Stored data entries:
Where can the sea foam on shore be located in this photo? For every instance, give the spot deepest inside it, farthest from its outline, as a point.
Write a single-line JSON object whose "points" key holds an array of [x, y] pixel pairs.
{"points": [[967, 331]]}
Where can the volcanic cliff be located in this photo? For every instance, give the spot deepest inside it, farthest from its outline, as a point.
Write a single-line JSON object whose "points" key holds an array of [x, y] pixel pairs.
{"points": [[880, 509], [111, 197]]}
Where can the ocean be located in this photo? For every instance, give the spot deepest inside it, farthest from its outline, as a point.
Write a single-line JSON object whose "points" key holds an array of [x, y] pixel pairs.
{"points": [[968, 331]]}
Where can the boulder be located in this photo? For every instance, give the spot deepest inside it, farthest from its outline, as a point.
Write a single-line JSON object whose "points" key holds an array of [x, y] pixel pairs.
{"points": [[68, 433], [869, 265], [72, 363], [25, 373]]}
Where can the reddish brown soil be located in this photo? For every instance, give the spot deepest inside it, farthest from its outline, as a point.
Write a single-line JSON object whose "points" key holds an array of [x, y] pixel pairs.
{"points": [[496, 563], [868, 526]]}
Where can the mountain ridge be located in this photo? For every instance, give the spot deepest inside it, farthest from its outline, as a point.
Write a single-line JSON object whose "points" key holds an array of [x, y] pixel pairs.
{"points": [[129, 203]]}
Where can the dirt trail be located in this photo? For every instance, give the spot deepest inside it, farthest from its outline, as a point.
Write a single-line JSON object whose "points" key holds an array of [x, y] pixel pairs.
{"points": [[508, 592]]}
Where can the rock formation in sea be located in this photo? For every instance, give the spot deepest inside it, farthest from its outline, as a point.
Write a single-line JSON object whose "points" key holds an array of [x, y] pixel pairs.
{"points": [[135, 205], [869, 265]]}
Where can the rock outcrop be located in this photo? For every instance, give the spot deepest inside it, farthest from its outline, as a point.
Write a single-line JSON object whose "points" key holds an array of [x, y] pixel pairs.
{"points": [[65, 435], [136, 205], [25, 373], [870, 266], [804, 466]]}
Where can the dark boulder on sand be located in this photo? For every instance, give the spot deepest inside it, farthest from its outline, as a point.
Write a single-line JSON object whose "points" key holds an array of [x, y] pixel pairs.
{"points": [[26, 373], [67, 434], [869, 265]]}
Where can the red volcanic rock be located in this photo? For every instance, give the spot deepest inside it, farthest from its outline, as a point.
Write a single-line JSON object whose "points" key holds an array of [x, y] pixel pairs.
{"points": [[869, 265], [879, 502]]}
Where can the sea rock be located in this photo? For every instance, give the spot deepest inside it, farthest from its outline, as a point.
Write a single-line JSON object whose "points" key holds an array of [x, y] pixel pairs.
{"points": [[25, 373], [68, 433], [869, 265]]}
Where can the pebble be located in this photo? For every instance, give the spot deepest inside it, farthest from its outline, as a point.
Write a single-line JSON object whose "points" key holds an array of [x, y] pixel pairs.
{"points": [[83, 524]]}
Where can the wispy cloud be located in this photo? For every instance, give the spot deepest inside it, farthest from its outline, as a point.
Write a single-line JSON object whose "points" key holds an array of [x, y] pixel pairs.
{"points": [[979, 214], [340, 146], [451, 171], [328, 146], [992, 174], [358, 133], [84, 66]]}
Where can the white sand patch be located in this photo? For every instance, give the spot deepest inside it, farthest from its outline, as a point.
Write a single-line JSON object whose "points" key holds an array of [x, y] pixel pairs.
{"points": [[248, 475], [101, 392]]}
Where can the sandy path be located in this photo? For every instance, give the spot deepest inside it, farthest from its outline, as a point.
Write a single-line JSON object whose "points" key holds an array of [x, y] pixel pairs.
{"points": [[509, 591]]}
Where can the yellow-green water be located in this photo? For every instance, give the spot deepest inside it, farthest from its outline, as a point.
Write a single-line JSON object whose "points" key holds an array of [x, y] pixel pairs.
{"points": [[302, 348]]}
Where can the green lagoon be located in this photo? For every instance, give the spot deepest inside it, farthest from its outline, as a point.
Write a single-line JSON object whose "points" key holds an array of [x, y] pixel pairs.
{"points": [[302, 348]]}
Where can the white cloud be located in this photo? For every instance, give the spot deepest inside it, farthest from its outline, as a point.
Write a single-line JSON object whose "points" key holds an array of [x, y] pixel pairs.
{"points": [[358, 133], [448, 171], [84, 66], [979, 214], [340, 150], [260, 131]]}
==
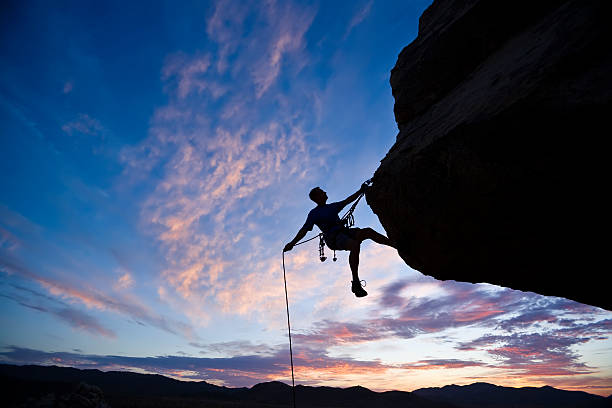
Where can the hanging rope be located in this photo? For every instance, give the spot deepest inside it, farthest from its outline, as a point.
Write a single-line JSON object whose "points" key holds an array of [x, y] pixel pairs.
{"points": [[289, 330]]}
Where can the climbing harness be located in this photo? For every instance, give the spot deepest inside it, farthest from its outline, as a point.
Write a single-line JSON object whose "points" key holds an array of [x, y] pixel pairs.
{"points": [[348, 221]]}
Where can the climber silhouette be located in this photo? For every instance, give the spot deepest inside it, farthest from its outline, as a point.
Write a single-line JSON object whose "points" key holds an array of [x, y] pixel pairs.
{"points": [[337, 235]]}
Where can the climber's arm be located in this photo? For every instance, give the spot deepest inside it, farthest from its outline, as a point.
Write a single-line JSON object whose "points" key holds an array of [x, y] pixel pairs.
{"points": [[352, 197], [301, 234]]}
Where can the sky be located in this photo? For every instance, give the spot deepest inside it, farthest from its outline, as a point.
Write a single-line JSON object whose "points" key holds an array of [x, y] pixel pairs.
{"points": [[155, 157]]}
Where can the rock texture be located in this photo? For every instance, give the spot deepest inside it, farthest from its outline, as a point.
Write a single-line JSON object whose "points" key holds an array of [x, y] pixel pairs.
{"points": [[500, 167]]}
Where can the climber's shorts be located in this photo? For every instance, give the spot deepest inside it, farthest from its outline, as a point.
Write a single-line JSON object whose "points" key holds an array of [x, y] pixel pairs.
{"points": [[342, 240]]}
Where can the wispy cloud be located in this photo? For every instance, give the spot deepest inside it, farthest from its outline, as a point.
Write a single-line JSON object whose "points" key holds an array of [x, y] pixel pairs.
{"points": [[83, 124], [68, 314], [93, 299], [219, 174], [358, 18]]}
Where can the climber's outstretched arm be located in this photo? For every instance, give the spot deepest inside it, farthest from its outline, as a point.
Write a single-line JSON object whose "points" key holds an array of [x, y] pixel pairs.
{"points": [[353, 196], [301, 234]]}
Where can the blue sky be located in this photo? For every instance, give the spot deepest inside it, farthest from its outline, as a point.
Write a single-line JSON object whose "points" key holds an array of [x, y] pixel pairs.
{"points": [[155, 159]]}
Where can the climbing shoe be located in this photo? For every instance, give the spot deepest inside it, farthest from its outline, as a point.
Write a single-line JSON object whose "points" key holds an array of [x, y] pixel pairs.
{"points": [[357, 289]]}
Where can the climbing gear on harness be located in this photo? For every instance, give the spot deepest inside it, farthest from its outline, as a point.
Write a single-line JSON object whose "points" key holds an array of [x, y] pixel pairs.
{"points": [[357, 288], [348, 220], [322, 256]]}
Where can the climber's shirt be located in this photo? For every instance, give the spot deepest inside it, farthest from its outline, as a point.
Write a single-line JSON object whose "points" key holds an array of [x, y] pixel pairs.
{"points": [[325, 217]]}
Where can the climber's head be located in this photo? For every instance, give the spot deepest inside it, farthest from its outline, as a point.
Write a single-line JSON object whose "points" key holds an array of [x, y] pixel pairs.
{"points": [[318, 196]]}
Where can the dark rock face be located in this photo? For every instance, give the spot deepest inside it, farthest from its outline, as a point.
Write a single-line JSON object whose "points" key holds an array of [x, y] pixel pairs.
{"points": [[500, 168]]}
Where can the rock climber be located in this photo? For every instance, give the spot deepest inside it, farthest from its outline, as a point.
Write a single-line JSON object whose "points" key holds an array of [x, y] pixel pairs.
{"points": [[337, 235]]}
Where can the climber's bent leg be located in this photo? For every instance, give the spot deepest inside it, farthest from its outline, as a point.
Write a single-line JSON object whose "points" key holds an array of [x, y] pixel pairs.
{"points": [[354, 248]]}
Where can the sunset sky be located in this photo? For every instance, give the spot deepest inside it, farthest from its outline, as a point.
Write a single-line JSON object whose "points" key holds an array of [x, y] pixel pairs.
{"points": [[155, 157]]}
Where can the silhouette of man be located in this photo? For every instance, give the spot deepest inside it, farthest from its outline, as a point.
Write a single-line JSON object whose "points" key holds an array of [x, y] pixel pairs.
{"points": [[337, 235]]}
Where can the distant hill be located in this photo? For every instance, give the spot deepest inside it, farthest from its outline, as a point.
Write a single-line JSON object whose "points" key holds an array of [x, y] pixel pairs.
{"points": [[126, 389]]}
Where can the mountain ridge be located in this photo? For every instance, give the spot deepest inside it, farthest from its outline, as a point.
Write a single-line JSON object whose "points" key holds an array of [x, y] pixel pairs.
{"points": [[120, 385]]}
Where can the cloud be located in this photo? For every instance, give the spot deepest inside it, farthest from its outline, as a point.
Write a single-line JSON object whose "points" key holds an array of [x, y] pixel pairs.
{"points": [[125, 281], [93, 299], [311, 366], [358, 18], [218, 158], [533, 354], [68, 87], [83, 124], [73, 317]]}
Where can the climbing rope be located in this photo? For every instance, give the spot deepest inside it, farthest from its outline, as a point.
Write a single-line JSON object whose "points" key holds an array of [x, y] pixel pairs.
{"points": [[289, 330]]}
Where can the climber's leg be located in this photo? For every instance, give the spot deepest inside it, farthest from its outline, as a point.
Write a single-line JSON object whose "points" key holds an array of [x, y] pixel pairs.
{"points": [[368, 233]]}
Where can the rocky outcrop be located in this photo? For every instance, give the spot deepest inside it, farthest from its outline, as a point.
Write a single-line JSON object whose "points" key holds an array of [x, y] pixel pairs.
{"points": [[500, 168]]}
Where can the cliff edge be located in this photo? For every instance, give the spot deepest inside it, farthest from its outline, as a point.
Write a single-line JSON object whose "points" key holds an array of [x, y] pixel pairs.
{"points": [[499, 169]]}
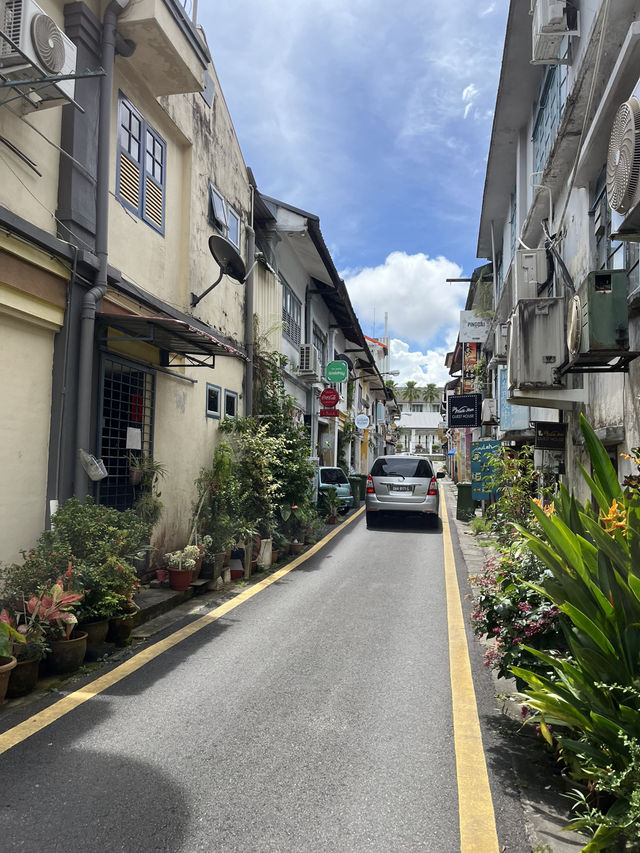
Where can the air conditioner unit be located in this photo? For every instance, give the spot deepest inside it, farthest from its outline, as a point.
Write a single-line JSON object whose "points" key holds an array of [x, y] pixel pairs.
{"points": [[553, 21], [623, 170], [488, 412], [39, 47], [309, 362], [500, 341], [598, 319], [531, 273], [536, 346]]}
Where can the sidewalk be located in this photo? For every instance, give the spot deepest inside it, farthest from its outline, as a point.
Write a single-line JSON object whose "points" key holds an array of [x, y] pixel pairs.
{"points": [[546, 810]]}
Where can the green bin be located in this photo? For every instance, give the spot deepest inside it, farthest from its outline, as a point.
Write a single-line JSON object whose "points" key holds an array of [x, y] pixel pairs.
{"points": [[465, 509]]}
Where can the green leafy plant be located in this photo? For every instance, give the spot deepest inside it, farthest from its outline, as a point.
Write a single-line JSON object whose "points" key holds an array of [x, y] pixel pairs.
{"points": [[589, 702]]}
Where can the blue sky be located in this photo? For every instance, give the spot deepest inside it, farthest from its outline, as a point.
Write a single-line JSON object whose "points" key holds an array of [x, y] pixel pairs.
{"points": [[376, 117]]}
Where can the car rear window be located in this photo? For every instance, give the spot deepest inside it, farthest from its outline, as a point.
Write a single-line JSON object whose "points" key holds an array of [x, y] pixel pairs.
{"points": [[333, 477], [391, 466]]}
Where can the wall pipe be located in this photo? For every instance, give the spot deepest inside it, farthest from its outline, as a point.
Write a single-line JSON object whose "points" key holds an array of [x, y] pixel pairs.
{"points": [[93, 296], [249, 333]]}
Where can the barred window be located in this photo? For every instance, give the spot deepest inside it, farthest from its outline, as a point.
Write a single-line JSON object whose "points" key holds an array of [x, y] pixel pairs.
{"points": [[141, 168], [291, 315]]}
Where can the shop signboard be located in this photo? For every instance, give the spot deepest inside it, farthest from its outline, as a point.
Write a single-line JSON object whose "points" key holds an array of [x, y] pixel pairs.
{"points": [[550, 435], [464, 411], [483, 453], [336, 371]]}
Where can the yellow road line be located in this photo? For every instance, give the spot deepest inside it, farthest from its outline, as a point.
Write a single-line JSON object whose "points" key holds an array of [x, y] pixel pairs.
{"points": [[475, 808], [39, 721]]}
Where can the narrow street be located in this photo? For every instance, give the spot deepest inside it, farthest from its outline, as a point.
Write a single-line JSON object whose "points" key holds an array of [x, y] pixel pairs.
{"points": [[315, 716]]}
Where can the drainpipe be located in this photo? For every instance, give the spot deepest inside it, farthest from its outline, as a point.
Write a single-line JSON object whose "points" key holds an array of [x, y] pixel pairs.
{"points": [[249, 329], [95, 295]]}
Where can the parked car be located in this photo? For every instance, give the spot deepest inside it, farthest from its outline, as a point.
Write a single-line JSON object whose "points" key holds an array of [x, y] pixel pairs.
...
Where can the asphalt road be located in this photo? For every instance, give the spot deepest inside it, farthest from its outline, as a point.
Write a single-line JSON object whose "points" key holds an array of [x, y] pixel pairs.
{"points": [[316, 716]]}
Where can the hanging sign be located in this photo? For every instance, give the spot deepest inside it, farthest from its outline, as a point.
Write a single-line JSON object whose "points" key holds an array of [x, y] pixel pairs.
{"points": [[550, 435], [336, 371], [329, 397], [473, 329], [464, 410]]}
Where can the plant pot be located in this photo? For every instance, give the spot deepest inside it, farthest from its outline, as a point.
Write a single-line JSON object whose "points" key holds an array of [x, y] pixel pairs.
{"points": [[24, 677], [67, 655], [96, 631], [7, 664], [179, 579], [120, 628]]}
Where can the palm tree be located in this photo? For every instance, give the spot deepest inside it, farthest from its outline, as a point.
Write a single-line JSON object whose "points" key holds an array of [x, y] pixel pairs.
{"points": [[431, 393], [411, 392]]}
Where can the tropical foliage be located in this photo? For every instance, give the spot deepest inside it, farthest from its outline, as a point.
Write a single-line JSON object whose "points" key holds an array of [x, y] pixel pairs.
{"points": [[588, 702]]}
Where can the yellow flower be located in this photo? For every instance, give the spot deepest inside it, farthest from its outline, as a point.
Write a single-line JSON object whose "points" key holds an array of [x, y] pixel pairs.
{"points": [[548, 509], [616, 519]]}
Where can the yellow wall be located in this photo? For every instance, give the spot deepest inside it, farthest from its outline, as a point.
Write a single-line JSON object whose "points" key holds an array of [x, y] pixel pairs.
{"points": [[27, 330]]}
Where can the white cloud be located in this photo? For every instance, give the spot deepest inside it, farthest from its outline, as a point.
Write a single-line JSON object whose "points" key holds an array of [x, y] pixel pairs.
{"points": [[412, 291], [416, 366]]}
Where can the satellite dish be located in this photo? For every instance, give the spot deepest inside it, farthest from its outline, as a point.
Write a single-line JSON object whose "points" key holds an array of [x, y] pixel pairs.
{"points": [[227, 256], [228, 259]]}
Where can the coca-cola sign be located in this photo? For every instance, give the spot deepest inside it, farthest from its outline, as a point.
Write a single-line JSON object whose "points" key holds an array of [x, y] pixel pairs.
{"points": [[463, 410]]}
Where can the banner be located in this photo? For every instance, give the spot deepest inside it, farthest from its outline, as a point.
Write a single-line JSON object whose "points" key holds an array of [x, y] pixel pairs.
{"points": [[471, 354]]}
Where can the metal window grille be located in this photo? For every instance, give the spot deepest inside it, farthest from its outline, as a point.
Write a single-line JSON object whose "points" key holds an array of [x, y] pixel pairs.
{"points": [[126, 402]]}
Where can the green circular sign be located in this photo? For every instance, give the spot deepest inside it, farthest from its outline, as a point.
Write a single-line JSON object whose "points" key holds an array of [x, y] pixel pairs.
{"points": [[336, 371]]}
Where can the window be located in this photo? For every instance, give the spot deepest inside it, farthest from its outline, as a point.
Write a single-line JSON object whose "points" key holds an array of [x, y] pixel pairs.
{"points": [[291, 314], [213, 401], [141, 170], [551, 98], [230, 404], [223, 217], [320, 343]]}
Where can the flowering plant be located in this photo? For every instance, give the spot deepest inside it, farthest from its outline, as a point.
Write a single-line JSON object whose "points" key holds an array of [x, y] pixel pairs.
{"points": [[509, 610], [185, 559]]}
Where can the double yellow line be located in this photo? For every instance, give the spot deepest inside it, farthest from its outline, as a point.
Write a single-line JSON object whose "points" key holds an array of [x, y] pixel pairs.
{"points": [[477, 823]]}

▶ Exercise instructions: The expected output is one number, the tally of lines above containing "volcanic".

▶ Finished exercise: 2